Would you output, exactly as written, the line with "Please pin the beige" and all lines after it to the end of the data below, and no others?
------ SUPPLIED DATA
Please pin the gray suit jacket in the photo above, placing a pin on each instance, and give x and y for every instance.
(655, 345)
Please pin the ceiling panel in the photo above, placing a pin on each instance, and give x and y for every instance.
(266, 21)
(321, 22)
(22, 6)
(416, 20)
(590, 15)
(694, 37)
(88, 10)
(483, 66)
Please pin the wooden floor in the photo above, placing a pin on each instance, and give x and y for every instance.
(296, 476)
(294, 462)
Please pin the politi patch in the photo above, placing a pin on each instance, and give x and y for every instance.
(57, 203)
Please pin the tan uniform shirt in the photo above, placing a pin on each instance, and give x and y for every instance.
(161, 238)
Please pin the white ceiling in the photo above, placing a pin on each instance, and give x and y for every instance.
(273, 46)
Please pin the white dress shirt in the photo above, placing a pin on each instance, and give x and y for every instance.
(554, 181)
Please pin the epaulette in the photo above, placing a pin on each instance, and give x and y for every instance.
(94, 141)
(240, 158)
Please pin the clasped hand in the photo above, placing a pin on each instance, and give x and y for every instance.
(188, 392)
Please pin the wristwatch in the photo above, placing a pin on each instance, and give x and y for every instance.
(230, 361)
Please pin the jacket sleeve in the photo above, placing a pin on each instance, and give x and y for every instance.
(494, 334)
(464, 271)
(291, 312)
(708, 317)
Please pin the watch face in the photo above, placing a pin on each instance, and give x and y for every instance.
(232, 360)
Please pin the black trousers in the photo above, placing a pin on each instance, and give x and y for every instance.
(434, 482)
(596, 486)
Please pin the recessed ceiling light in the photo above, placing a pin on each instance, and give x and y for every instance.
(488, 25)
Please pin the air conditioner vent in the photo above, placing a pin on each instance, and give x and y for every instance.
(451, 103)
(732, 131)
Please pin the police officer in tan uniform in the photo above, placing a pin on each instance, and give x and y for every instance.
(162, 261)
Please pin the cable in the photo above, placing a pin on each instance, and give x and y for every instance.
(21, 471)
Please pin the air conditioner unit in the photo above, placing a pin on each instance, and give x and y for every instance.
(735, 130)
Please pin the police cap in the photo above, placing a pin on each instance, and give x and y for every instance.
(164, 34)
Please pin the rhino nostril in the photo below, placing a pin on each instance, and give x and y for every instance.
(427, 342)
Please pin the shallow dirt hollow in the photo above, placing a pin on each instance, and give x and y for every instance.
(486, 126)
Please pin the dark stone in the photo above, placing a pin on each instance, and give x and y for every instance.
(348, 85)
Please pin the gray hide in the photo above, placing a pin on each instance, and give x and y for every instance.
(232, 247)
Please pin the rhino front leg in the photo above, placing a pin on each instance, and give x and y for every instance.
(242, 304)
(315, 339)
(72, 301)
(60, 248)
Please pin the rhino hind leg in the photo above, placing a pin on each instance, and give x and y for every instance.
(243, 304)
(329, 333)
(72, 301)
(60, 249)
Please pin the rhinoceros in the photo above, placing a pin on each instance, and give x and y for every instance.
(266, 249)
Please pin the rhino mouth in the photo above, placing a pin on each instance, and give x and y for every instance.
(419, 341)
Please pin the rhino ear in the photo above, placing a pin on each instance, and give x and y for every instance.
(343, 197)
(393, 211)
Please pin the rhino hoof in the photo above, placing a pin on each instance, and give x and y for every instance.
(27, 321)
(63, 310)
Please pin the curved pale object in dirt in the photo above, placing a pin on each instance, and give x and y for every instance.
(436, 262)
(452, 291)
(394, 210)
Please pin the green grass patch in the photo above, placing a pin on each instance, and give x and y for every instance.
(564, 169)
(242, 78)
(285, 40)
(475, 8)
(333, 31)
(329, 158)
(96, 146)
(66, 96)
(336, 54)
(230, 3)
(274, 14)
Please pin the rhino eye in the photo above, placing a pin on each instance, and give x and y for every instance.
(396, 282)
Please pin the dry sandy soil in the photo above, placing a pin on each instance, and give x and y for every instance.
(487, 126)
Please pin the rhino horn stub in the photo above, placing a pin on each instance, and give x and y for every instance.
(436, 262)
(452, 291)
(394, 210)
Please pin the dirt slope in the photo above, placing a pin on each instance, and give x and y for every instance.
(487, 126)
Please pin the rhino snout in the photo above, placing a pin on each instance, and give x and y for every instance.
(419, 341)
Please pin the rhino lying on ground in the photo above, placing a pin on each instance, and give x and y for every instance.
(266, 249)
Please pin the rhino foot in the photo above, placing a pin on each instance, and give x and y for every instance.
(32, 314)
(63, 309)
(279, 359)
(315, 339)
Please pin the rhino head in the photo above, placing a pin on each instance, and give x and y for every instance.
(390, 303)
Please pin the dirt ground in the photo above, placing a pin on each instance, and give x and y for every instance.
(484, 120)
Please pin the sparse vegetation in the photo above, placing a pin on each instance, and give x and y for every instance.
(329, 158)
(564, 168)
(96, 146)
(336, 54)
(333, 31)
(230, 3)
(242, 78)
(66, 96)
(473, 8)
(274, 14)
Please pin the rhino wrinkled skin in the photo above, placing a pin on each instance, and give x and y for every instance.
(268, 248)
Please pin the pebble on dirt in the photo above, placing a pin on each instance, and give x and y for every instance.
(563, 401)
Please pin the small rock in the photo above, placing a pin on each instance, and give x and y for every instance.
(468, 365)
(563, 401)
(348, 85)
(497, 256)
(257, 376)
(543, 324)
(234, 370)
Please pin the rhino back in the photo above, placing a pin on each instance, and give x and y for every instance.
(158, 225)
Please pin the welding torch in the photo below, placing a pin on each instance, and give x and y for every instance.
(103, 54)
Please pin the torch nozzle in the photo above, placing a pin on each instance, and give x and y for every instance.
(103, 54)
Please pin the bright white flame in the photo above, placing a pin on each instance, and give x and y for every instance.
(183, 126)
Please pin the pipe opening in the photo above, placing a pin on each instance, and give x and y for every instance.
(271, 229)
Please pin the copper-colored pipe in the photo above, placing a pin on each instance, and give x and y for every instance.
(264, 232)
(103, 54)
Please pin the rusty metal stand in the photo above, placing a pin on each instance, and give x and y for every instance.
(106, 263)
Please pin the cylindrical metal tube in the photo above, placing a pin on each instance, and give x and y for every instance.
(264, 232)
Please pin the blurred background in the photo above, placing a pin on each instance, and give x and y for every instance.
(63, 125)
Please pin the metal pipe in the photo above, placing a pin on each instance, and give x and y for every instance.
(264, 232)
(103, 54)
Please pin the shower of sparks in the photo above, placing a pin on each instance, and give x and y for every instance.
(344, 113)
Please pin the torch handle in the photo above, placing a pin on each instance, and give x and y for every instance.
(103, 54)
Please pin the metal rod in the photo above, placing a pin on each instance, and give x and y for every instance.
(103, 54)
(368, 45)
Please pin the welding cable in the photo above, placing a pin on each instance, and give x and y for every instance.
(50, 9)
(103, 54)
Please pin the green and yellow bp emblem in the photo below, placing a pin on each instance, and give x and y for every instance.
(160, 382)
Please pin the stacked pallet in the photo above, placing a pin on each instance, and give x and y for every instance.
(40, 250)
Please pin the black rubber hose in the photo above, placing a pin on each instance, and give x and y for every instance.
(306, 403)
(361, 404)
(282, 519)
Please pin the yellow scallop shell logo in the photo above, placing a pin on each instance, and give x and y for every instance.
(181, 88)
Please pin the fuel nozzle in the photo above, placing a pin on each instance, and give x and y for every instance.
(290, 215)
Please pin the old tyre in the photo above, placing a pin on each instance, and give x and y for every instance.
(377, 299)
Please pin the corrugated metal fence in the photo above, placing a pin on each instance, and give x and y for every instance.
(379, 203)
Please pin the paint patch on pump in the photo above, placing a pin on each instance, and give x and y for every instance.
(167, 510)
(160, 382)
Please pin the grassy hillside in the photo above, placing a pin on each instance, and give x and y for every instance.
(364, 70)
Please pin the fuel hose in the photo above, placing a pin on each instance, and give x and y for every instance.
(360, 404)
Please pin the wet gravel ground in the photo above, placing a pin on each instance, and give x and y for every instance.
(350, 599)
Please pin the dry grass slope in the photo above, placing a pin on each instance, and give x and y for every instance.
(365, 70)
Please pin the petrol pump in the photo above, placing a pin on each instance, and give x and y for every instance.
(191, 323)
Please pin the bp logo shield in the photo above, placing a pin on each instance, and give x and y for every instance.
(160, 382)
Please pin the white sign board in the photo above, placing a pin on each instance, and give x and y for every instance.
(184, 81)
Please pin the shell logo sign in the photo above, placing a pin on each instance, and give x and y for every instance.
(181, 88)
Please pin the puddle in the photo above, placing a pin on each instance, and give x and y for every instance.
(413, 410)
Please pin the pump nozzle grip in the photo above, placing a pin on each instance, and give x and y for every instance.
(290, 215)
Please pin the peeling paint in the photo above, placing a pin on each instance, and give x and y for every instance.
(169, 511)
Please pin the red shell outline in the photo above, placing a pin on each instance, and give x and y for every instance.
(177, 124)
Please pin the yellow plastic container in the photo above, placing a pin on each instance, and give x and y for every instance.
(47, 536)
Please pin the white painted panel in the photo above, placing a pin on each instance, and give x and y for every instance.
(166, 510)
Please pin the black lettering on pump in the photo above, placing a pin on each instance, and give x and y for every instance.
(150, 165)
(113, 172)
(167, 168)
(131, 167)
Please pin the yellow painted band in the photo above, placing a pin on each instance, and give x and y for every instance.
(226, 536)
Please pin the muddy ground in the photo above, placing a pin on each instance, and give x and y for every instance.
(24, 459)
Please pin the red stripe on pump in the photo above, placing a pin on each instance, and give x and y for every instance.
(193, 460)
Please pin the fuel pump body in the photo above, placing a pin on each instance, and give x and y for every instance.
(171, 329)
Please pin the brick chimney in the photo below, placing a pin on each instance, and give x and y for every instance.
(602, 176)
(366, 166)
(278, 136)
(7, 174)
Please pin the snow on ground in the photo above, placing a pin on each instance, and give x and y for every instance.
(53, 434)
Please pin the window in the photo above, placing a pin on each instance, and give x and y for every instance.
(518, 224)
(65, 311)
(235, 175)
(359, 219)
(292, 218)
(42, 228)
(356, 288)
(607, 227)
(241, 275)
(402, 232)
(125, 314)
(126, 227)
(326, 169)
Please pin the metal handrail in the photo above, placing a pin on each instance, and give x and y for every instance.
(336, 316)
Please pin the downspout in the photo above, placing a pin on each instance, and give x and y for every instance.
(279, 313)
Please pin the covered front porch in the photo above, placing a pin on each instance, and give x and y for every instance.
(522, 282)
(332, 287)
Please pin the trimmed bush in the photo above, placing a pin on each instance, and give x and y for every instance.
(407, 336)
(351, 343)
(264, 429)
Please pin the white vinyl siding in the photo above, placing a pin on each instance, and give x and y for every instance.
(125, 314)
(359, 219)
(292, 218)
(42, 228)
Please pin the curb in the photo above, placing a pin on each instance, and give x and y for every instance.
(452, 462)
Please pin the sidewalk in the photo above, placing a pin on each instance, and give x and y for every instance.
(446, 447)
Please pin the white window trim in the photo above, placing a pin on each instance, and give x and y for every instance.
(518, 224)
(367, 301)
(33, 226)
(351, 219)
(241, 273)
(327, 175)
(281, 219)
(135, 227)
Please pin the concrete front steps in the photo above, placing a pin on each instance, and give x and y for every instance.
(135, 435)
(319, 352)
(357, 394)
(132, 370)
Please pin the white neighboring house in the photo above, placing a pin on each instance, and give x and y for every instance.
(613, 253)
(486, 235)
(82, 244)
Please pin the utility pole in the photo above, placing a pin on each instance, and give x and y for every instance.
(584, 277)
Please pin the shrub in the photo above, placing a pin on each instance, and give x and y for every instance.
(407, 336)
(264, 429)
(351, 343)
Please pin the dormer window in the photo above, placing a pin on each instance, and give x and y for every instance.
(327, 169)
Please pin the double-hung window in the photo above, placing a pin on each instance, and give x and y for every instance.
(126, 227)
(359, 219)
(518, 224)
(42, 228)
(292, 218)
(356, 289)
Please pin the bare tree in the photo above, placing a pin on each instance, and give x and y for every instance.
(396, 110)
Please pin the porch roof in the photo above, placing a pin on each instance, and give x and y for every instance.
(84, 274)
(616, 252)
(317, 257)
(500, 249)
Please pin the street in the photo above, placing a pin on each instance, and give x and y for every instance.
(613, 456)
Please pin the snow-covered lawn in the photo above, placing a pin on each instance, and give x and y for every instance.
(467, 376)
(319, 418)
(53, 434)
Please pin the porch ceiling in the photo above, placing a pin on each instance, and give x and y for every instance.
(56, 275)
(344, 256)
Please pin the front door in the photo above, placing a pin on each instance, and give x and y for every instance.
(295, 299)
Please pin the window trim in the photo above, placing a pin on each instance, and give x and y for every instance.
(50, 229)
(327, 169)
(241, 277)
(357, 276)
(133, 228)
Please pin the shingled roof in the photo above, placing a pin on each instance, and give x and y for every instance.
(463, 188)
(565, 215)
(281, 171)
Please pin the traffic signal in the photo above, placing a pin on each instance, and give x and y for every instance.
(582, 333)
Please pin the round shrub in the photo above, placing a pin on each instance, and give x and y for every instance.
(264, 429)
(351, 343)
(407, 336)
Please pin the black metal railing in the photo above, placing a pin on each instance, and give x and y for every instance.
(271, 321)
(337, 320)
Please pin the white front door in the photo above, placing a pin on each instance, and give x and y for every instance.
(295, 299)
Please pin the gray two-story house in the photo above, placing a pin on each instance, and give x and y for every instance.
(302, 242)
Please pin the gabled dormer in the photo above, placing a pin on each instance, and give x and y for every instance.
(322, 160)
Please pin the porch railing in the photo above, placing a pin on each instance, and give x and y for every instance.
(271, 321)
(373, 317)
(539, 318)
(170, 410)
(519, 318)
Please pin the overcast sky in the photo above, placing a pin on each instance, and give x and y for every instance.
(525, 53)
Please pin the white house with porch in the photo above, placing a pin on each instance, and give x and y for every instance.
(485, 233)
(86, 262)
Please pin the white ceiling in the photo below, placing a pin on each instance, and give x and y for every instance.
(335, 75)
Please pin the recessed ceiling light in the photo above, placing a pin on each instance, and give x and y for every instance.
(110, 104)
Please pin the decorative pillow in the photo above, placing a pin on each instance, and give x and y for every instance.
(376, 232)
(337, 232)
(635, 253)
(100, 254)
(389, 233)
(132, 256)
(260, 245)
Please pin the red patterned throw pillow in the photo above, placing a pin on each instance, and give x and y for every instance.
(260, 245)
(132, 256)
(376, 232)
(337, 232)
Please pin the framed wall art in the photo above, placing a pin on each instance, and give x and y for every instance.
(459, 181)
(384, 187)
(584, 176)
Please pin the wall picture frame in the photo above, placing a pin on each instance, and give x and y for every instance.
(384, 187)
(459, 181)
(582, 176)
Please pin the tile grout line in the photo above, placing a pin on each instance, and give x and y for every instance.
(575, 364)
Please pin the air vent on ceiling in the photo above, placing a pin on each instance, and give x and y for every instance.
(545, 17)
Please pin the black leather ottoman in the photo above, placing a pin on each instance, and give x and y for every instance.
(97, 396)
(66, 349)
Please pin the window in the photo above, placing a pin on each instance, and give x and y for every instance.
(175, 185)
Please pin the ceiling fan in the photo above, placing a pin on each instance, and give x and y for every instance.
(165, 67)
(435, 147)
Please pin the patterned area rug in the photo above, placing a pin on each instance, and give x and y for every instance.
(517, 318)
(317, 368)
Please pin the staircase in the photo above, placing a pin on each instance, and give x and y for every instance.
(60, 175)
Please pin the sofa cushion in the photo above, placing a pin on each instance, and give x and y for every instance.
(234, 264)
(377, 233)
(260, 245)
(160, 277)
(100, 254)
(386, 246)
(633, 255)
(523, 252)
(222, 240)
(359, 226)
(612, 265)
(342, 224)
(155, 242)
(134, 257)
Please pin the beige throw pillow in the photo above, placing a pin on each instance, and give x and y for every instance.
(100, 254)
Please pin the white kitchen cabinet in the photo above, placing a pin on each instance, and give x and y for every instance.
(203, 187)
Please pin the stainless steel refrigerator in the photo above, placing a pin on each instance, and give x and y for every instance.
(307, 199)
------------
- OUTPUT OF THE TASK
Please pin the beige throw pillow in the photo above, placing a pin on each instance, and give x and y for every instance.
(100, 254)
Please pin the white kitchen cabinet in the photo above, placing a pin on each instance, and give x and y for every instance.
(203, 187)
Please pin the stainless steel refrigerator in the photo above, placing a pin on each instance, and give x and y for every instance.
(307, 199)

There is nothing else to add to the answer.